→ Passage:
= = = = = = =
Menarche research provides controversy but few answers

Researchers have debated the causes of earlier menarche among Western adolescents for decades. Fatness (as distinct from BMI, it should be noted), environmental factors, and stress have all been implicated in the shift, but the evidence for each remains relatively weak and the interplay between them difficult to sort out.

A new study in the Journal of Adolescent Health seeks to quantify the impact of an absent biological father on thelarche (breast development) and pubarche (pubic hair development). These were taken to be more sensitive and earlier markers of pubertal maturation than menarche. The researchers found that earlier pubertal development was only correlated with father absence in higher-income families and was not related to BMI: “Findings indicated that father absence in higher-income, but not lower-income families resulted in girls exhibiting earlier pubertal onset than those from father-present homes. Despite the evidence that the secular trend in pubertal timing among girls in United States is largely influenced by body weight, our results show that BMI neither accounted for all the variance in pubertal onset nor operated as a mechanism in the causal path between father absence and puberty.”
= = = = = = =
→ Exercise data:
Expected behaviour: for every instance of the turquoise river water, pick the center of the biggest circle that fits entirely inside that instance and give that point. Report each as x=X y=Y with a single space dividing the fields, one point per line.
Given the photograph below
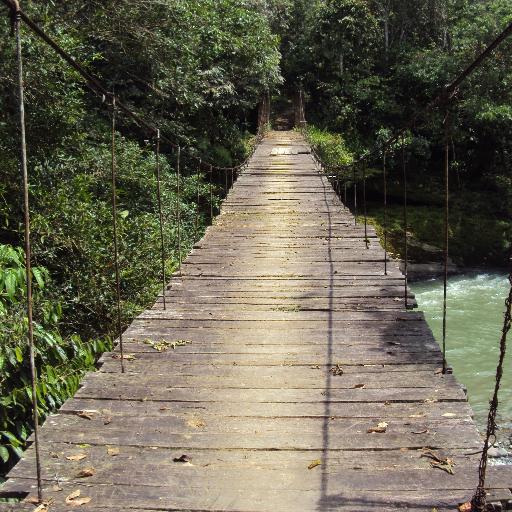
x=476 y=304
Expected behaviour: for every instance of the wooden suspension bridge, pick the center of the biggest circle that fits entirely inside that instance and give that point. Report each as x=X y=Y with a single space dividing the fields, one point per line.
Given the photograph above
x=284 y=374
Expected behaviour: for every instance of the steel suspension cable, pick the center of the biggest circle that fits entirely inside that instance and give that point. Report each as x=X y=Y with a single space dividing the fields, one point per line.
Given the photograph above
x=198 y=178
x=446 y=233
x=355 y=194
x=28 y=247
x=91 y=81
x=364 y=207
x=115 y=241
x=178 y=202
x=385 y=224
x=161 y=217
x=211 y=194
x=406 y=226
x=480 y=497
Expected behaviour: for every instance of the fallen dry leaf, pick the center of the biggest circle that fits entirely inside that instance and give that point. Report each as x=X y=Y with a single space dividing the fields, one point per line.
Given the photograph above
= = = = = = =
→ The task: Proceed with the menarche research article from where it stops, in the same style and register.

→ Response to this task:
The study, while an interesting and important document, highlights the deficits in our present understanding of reproductive physiology. Online reports and their argument-rich comment sections prove this point. As the paper itself states, “Our research fell short of identifying a potentially modifiable mechanism that might explain the relationship between father absence and puberty.” But, of course, when the findings -- however iffy -- are taken out of context, they prompt commentators, even informed reporters, to run amok drawing conclusions and spewing analyses.

While this study may be the “state of the science,” what it reveals is that the state of the science is, truth be told, not all that advanced. The researchers, with the best of intentions, strove to find readily interpretable, measurable data. These types of data, of course, are the easiest to parse. So, BMI in this analysis stands in for fatness, physical activity, and types of foods consumed. Income stands in for economic stress, type of school attended, and amount of supervised leisure time. Any of these may be more useful parameters and, in all likelihood, the combination of them would be most telling. But hindered as we are by present research tactics, we don't really know.

This isn't a call for scrapping the great work done by Deardorff's group and others like them. It's just a reminder that the conclusions we can draw from studies like these are decidedly limited. As the researchers themselves note, many intriguing paths for future research are still open. 

Tempting as it may be to sensationalize these findings, it's important to remember that research can only answer the questions we ask it to. And sometimes, not even those.